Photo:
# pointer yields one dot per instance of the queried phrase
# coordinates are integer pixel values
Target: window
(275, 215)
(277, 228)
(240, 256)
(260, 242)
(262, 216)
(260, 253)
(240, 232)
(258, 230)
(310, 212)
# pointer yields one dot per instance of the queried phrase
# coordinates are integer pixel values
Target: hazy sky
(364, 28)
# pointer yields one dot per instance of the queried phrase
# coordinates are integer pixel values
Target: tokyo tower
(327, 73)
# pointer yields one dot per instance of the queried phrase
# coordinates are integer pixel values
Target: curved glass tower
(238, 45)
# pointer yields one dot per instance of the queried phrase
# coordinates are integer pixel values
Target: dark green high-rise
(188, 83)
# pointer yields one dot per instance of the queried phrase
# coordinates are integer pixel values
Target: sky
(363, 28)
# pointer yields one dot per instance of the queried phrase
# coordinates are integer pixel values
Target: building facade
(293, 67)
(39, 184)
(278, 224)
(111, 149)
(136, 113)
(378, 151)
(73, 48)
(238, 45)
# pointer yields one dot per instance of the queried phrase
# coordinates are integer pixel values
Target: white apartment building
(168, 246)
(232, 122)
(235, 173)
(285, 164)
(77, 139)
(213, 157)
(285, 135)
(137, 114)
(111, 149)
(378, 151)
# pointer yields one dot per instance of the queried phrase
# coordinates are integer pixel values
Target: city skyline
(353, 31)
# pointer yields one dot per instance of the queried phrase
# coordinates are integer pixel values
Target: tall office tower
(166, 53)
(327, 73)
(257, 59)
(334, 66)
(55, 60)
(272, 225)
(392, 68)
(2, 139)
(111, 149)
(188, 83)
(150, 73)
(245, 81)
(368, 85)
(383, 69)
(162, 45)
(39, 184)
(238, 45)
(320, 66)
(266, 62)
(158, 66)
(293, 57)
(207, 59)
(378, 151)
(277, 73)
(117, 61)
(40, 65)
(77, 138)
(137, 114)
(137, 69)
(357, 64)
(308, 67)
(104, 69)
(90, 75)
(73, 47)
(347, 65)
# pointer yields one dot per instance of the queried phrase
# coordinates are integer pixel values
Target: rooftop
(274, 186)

■ ■ ■ ■

■ **Goal**: Please repeat the listing above in full and exactly.

■ **Final answer**:
Photo:
# pointer yields one dot per instance of the queried phrase
# coordinates are integer pixel values
Target: window
(275, 215)
(277, 228)
(240, 256)
(260, 242)
(262, 216)
(260, 253)
(240, 232)
(258, 230)
(310, 212)
# pointer yields one dot per instance of the queried phrase
# coordinates are integer pixel values
Target: hazy sky
(364, 28)
# pointer yields one dot per instance of the queried phrase
# coordinates are integer pixel values
Target: tokyo tower
(327, 73)
# pointer yields one dot per instance of the queried phrase
# coordinates are integer pixel values
Target: curved glass tower
(238, 45)
# pointer yields one dot per instance of the queried phrase
# coordinates are integer pixel values
Target: dark green high-rise
(188, 83)
# pointer yields one dot per instance of the queried phrase
# coordinates are integer pixel values
Target: sky
(363, 28)
# pointer yields one dot per instance of the queried phrase
# coordinates are integer pixel values
Target: building facade
(293, 67)
(39, 184)
(278, 224)
(111, 149)
(136, 113)
(378, 151)
(73, 48)
(238, 45)
# pointer yields one dot per instance of the queried phrase
# coordinates are integer pixel values
Target: white apartment building
(168, 246)
(232, 122)
(235, 173)
(285, 164)
(77, 139)
(213, 157)
(285, 135)
(137, 114)
(111, 149)
(378, 151)
# pointer yields one dot per instance of the queried phrase
# coordinates are integer pixel values
Target: city skyline
(353, 31)
# pointer yields one dot per instance of the queried phrase
# coordinates are integer pixel values
Target: tall office tower
(166, 53)
(327, 73)
(257, 59)
(334, 66)
(55, 60)
(272, 225)
(392, 68)
(2, 139)
(111, 149)
(188, 83)
(150, 73)
(245, 81)
(368, 85)
(383, 69)
(162, 45)
(39, 184)
(238, 45)
(320, 66)
(266, 62)
(158, 66)
(293, 57)
(207, 59)
(378, 151)
(277, 73)
(117, 61)
(40, 65)
(77, 138)
(137, 114)
(137, 69)
(357, 64)
(308, 67)
(104, 69)
(90, 75)
(73, 47)
(347, 65)
# pointer yields one dot per instance of the queried phrase
# coordinates are integer pixel values
Target: rooftop
(274, 186)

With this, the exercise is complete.